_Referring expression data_
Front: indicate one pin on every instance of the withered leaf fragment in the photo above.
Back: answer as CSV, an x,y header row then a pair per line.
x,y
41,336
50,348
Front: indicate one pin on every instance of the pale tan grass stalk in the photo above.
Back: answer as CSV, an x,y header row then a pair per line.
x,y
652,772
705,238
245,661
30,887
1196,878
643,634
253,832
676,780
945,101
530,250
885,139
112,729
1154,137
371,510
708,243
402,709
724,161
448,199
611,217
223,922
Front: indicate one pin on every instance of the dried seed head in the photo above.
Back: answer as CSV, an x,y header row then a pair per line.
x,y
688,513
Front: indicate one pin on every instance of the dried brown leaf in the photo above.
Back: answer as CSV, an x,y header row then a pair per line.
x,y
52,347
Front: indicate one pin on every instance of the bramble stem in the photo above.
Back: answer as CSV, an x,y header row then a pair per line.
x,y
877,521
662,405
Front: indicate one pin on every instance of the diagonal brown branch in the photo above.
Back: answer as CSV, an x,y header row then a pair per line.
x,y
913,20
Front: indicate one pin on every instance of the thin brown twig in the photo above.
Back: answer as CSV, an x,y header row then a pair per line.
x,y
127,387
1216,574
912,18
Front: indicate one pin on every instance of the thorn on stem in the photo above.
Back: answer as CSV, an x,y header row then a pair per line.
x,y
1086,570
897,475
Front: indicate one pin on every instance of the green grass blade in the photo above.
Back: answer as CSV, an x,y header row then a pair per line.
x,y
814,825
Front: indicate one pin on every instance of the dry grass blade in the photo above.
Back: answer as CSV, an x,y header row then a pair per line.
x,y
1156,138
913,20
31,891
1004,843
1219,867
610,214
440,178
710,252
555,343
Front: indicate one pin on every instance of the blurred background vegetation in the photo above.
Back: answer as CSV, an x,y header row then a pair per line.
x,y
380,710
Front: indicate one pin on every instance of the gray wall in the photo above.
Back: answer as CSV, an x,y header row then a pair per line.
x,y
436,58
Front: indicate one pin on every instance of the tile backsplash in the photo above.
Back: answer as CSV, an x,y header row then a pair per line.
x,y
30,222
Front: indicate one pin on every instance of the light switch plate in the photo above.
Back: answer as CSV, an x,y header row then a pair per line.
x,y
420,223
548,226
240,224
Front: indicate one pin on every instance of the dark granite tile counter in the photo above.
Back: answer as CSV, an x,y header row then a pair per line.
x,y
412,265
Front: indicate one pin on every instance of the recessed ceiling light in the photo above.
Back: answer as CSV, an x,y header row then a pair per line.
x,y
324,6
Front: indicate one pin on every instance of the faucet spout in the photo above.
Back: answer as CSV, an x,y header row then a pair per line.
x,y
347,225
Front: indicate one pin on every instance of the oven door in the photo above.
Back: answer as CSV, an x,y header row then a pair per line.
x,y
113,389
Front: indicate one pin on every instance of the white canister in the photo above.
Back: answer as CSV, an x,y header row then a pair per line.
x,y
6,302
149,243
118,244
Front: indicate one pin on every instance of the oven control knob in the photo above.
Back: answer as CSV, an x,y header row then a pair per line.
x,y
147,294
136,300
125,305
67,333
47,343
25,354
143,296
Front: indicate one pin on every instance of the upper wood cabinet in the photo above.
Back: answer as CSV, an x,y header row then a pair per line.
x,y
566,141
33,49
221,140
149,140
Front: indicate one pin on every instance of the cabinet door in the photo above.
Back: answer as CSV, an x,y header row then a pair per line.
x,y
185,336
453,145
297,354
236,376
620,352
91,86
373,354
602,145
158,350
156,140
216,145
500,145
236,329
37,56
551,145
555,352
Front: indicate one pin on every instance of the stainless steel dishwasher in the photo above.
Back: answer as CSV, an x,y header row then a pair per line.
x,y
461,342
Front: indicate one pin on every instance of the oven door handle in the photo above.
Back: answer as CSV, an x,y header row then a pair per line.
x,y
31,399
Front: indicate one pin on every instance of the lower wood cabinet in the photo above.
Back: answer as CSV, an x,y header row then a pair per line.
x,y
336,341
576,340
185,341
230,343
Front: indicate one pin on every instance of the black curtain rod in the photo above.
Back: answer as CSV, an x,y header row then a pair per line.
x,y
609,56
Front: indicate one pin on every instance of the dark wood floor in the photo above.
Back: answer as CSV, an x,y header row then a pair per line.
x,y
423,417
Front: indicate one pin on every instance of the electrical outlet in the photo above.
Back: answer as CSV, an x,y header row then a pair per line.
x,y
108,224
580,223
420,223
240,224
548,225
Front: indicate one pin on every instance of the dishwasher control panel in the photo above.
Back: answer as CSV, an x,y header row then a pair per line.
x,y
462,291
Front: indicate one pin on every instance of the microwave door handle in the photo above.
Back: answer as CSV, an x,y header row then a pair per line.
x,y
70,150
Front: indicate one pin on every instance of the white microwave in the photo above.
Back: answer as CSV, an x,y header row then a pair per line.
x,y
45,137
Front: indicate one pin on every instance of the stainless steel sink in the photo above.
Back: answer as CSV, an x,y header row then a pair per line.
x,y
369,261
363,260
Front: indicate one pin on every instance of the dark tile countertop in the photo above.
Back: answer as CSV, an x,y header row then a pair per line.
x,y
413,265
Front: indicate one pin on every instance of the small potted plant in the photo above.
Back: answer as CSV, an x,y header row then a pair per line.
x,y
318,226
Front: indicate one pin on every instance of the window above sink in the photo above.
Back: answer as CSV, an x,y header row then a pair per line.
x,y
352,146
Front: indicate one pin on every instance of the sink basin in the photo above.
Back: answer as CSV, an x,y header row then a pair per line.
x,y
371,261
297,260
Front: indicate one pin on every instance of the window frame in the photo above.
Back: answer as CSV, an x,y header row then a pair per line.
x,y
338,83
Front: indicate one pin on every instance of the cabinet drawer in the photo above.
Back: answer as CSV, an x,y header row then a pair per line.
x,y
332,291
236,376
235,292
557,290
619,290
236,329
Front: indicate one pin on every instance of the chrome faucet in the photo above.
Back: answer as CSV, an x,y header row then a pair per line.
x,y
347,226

_Exercise_
Put down each entry again, unchanged and complete.

_Answer area_
Front: indicate one pin on every instance of the withered leaf fragment in the photo above.
Back: answer as CSV, an x,y header row then a pair per line.
x,y
41,336
50,348
Front: indicate one pin on every instance of the pale tan grass stalk in the photo above.
Back: answer as CSV, an x,y header row then a pair per line.
x,y
652,772
705,238
245,661
30,887
1196,878
643,634
253,832
676,780
945,101
530,250
885,139
112,729
1154,137
371,510
708,243
402,709
724,161
448,199
611,217
223,922
Front: indicate one pin on every instance of the dried seed head in the photo above.
Back: answer as CSV, an x,y header row then a pair per line.
x,y
688,513
Front: indicate one pin on every instance of the dried brown leaf in the photo above.
Back: answer as CSV, an x,y header row then a pair per line.
x,y
52,347
Front: indicate one pin on every instance of the bramble stem in the photo above.
Back: answer as CSV, an x,y header row then a pair per line.
x,y
877,521
662,405
Front: indicate one pin on every instance of the diagonal brown branch in the photo above.
Back: answer as CSV, an x,y header row then a pair per line.
x,y
913,20
Front: indicate one pin on every instance of the thin brown twig in the photo above.
Back: answer as CSV, an x,y header row then a pair per line.
x,y
127,387
1216,574
912,18
Front: indicate one pin on every instance of the thorn on stem in the photo above.
Back: answer as CSV, an x,y header row then a pair per line.
x,y
1086,570
897,475
Front: indicate one pin on every instance of the green grass blade in the photo above.
Back: answer as CSV, an x,y header row then a pair per line.
x,y
814,825
Front: indicate one pin on every instance of the dry grass blade in the photo above.
Back: answer as CSV, an x,y header row then a pair per line.
x,y
1156,138
913,20
31,891
1004,843
1219,867
610,214
440,178
710,252
555,343
Front: indicate one pin on every instance of the blurred background vegetation in the photo above.
Back: answer as CSV, an x,y header row then a pair per line.
x,y
380,710
Front: indicate one pin on every instance of the gray wall in the photo above.
Back: answer as CSV, an x,y header row then a pair per line.
x,y
436,58
Front: indicate one pin on every instance of the tile backsplash in the photo above.
Back: answer as CSV, an x,y header row then a pair per line.
x,y
30,222
Front: indicate one pin on every instance of the light switch plate in the photo above.
Back: answer as CSV, an x,y header row then a pair per line.
x,y
420,223
548,226
240,224
Front: indicate one pin on every instance of the dark granite tile counter in the photo above.
Back: answer as CSV, an x,y header row then a pair per line.
x,y
412,265
Front: indicate one pin on every instance of the recessed ceiling light in the photo above.
Back: answer as CSV, an x,y header row then a pair per line.
x,y
324,6
Front: indicate one pin on every instance of the faucet spout in the photo above.
Back: answer as CSV, an x,y header row then a pair per line.
x,y
347,225
Front: indicate one pin on every instance of the oven door in the photo above.
Back: answer as CSV, an x,y header row then a pair per line.
x,y
113,389
Front: indicate one pin on every instance of the white canister in the photo above.
Back: answer as CSV, an x,y header row then a pair per line.
x,y
6,302
149,243
118,244
Front: indicate one pin on every instance of the oven control knob in the photo above.
Back: answer as CSV, an x,y header row then a pair per line.
x,y
147,294
136,300
125,305
67,333
47,343
25,354
143,296
Front: indicate one pin on every instance of the upper wood cabinet in the photo above.
Back: answer as CSV, an x,y header row then a pair per line.
x,y
566,141
33,49
221,140
149,140
Front: indicate one pin on every instance of the cabinet door in the photo above.
Back: answer as CSV, an x,y header row then a pair per line.
x,y
185,336
453,145
297,354
236,376
620,352
91,86
373,354
602,145
158,350
156,140
216,145
500,145
236,329
37,56
551,145
555,352
Front: indicate one pin on every instance of the stainless steel dishwasher in the photo above.
Back: answer as CSV, an x,y header row then a pair per line.
x,y
461,342
Front: indicate one pin on every instance of the oven door handle in the photo above.
Back: answer as CSV, an x,y header row then a pair per line.
x,y
31,399
Front: indicate one pin on every instance of the lower wood cabinet in the photo above.
Back: answer as CSV, an x,y header row then a pair per line.
x,y
336,341
576,340
185,341
230,343
Front: indicate one pin on every instance of the black curtain rod in the photo above.
Back: answer as CSV, an x,y header row then a pair per line.
x,y
609,56
Front: indicate one pin on every instance of the dark wood floor in the photo above.
Back: answer as CSV, an x,y header row then a pair per line.
x,y
423,417
Front: indicate one pin on every instance of the electrical outlet in the photo above.
Back: answer as CSV, an x,y header row then a pair per line.
x,y
108,224
580,223
420,223
240,224
548,225
Front: indicate one pin on every instance of the dishwasher control panel in the photo above.
Back: answer as CSV, an x,y header row then a pair per line.
x,y
462,291
Front: indicate one pin on every instance of the microwave door handle in the photo above.
Back: answer as CSV, an x,y header row then a pair per line.
x,y
70,150
Front: indicate one pin on every instance of the white microwave in the photo above.
Back: answer as CSV, an x,y header row then a pair per line.
x,y
45,137
Front: indicate one pin on every instance of the stainless steel sink in the photo above.
Back: answer as CSV, an x,y header row then a pair per line.
x,y
369,261
363,260
Front: indicate one pin on every instance of the dark tile countertop in the photo above.
Back: answer as CSV, an x,y header row then a pair per line.
x,y
413,265
Front: indicate one pin on every instance of the small potted plant in the photo above.
Back: answer as CSV, an x,y header row then a pair per line.
x,y
318,226
Front: indicate one pin on every instance of the window above sink in the photo above.
Back: answer as CSV, an x,y header row then a pair per line.
x,y
352,146
Front: indicate one pin on every instance of the sink basin in the photo above.
Back: answer as CSV, an x,y header row then a pair per line.
x,y
371,261
297,260
Front: indicate one pin on every instance of the window frame in the photo above.
Back: answer as CSV, an x,y header row then a pair per line.
x,y
338,83
Front: indicate one pin on every instance of the cabinet drawer in the photo above.
Back: answer as CSV, an x,y header row then a pair per line.
x,y
332,291
236,376
235,292
557,290
619,290
236,329
Front: indicate one pin on every instance of the chrome faucet in the photo above.
Back: answer as CSV, an x,y header row then a pair per line.
x,y
347,226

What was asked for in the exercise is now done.